YOUR OBJECTIVE: Whenever a line in the data holds the string "person", copy that line.

INPUT RECORDS:
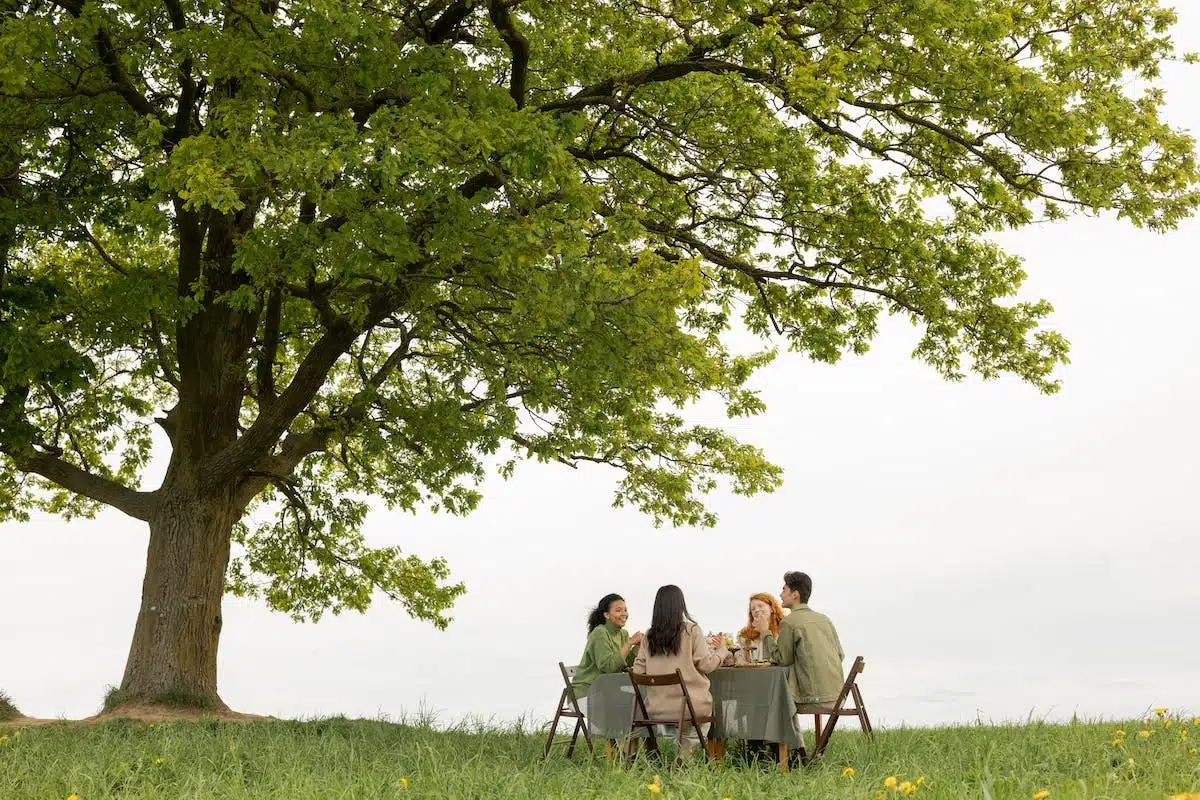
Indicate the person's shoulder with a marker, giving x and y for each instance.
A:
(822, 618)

...

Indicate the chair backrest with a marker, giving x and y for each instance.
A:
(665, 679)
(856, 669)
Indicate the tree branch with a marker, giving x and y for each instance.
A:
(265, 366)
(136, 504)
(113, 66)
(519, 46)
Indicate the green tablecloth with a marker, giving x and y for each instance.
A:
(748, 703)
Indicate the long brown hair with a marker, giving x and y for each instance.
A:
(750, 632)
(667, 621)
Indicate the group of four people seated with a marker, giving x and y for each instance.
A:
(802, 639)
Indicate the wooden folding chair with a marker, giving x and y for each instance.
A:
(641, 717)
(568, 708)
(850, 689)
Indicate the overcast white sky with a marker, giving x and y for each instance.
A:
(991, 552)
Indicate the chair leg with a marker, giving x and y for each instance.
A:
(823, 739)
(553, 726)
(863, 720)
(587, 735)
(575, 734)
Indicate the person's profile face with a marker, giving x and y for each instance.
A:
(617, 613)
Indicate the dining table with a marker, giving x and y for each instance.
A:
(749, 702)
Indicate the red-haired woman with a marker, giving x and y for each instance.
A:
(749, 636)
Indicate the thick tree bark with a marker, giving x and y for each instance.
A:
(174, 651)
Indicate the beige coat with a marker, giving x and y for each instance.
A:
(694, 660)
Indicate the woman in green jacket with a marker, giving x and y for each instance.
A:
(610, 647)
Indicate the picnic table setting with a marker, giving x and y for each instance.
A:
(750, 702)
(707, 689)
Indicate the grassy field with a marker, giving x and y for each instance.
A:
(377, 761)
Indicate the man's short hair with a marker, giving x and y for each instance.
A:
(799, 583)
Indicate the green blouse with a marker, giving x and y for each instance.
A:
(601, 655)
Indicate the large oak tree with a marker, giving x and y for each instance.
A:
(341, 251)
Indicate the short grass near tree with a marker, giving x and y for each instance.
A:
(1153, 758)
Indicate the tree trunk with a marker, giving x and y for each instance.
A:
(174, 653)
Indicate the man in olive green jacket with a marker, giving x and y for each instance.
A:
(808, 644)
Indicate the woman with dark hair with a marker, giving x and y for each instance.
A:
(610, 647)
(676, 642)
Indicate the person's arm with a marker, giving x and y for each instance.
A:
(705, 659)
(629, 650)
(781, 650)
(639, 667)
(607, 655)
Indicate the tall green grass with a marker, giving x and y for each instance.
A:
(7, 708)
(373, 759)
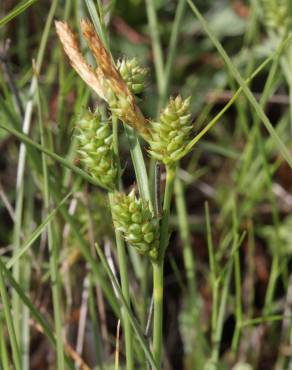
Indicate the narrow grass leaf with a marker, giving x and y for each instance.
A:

RESPONSE TO THE TASK:
Indicate the person's shoulder with a marker, giving x and y for each instance.
Indicate the person's profile face with a marker, giving x and y for each instance.
Indicate the person's arm with a marker, giving x and y for each instance.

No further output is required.